Problem = Your answer must be every line below, repeated exactly.

Source material =
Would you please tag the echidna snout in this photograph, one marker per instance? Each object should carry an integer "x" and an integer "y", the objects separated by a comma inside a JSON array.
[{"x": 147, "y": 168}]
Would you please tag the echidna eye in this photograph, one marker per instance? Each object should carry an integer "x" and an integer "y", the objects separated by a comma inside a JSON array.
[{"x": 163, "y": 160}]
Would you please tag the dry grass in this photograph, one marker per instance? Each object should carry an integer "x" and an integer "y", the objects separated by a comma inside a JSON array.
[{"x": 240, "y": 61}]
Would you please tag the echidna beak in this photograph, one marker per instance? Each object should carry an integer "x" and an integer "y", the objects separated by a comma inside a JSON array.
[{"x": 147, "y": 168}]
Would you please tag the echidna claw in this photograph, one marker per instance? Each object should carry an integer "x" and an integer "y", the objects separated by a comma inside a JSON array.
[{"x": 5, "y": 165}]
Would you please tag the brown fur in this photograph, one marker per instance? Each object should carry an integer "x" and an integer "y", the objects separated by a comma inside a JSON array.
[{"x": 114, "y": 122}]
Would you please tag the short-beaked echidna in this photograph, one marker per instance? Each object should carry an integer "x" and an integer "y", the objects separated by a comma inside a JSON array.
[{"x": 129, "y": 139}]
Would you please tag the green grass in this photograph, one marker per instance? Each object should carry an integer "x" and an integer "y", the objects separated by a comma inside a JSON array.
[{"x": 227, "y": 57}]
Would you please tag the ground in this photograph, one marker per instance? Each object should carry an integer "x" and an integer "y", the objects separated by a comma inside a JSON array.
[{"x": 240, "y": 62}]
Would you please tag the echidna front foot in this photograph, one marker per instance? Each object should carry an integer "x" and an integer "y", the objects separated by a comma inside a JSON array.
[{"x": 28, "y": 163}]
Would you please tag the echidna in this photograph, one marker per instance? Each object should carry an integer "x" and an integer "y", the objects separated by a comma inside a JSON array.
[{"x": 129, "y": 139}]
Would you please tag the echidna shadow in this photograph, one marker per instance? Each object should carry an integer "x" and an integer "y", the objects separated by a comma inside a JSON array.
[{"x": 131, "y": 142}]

Answer to this problem =
Would you please tag the echidna snout in this photograph, one marker per instance? Each object should carry an integer "x" and an integer "y", the objects separated by a comma inside a JSON array.
[{"x": 147, "y": 168}]
Would you please tag the echidna eye in this photograph, one marker per instance? Each object should carry an integer "x" and an integer "y", the objects separated by a comma inside a JSON array.
[{"x": 163, "y": 160}]
Would you please tag the dry grass in this photograph, one marker per instance? Each object should carry an integer "x" and an integer "y", the objects separated by a comma inside a JSON array.
[{"x": 240, "y": 61}]
Would you please tag the echidna beak in this photograph, one marker per instance? Each object should carry an integer "x" and an integer "y", the objects separated by a comma inside a JSON array.
[{"x": 147, "y": 168}]
Would you please tag the echidna claw in this photograph, one marker per instance? Each object should carry an integer "x" and an integer "y", the objects separated by a comma inside a JSON array.
[{"x": 5, "y": 165}]
Would you please tag the brown fur in this photograph, one marker per instance? Each object should carry an integer "x" and an integer "y", the objects separated by a comma inside a JSON array.
[{"x": 114, "y": 122}]
Would you please tag the short-beaked echidna in this photograph, one marker per instance? Each object should carry an integer "x" and an integer "y", the objects separated by a comma inside a JSON array.
[{"x": 129, "y": 139}]
Would you please tag the green grass in this photograph, one marker per instance? Each object should carry an integer "x" and an integer "y", the objects separated by a comma inside a JSON array.
[{"x": 227, "y": 57}]
Would you please tag the ground in this photograph, one marker per instance? Each object should carry an integer "x" and an integer "y", the objects separated by a comma inside a JSON array.
[{"x": 240, "y": 62}]
Would you please tag the echidna front foot in this photograph, one marker per instance? Each object should carry an integer "x" and an integer "y", the objects separated by a comma inside a JSON array.
[{"x": 28, "y": 163}]
Would you please tag the echidna in this photograph, one marker per instance? Each object should carry an integer "x" and an integer "y", the objects separated by a comma inside a JSON array.
[{"x": 129, "y": 139}]
Would you please tag the echidna shadow in this photograph, one marker per instance? Each object should carry an integer "x" and an integer "y", the objects separated by a comma inside a JSON array.
[{"x": 131, "y": 142}]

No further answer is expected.